**Problem details:** Summarize the overview of Cyprus's business and legal environment below in two sentences.

CYPRUS

Introduction

The strategic location of Cyprus between three continents has always been considered ideal for trading purposes. Recently, and particularly since joining the European Union (EU) in May 2004, Cyprus has shown appreciable growth as an international business and financial center.

The country has a free-market, open economy. The authorities have implemented simple administrative procedures to expedite matters for foreign entrepreneurs, reflecting the importance Cyprus attaches to the development of its potential as an international business center. The attraction of foreign capital has always been among the primary objectives of the island's development policy as it contributes to the introduction of high technology and increased export prospects.

The Constitution guarantees the right of private property and does not discriminate between Cypriots and non-Cypriots. Nationalization has never been part of government policy. Cyprus is a signatory to the Multilateral Investment Guarantee Agency Agreement and the Convention for the Settlement of Disputes between States and Nationals of Other States.

The legislation of Cyprus encourages foreign investment and the establishment of corporate bodies in Cyprus. The tax reforms of 2002 created a favorable business climate with the lowest rates of corporate tax and VAT in the EU. The Cyprus tax regime, which fully complies with EU and OECD guidelines, combined with an extensive network of tax treaties, makes cross-border operations highly tax-efficient. EU accession removed barriers to trade, resulting in an increase in imports and exports. The adoption of the fundamental principles of free movement of goods, services, and persons which lie at the heart of the Single Market was a landmark development, not only for the law but also for the economy of Cyprus.

Cyprus is essentially a common law country. Most statutes relating to business matters and procedures are modeled on English law, and English case law is closely followed. The continental system of administrative law according to which the legality of administrative decisions can be judicially controlled has been introduced and applied by virtue of the Constitution.

The administration of justice is exercised by a separate and independent judiciary. There are six District Courts which exercise civil jurisdiction, as well as specialistcourts. Recourse for judicial review is to the Supreme Court. The Supreme Court hears all appeals and is empowered to pronounce final judgment in all cases of constitutional and administrative law.

General Environment for Agents and Distributors

Although agency and distribution law are relatively new areas of Cyprus law, the continuous development of the island's economy has made them very significant.

Articles 142–198 of the Contract Law, Cap. 149 ("the Contract Law") are the general legislative provisions governing this area of the law and essentially reflect common law. English common law principles are applicable where no express statutory provisions are made and also offer guidance in interpreting the provisions of the Contract Law.

The legislation regarding commercial agents is aligned with EU law and principally comprises:

  • The Commercial Agents Law ("the Commercial Agents Law"), as amended by Laws 21(I) of 1994 and 148(I) of 2000; and
  • The Regulation of Relations between Commercial Agents and Principals Law, Number 51(I) of 1992 ("the Regulation of Relations Law"), as amended by Law 149(I) of 2000.

**Listed records:**
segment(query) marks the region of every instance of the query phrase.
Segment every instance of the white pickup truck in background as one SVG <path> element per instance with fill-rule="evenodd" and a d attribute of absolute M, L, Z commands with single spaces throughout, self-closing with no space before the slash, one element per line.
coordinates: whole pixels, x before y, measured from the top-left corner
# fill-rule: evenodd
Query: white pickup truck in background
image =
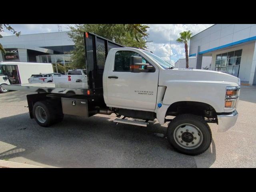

**Reply:** Cyprus, which joined the EU in May 2004, has a free-market, open economy whose legislation encourages foreign investment, and its 2002 tax reforms gave it the lowest corporate tax and VAT rates in the EU. Its legal system is essentially common law modeled on English law, and agency and distribution are governed by Articles 142–198 of the Contract Law together with commercial agents legislation aligned with EU law.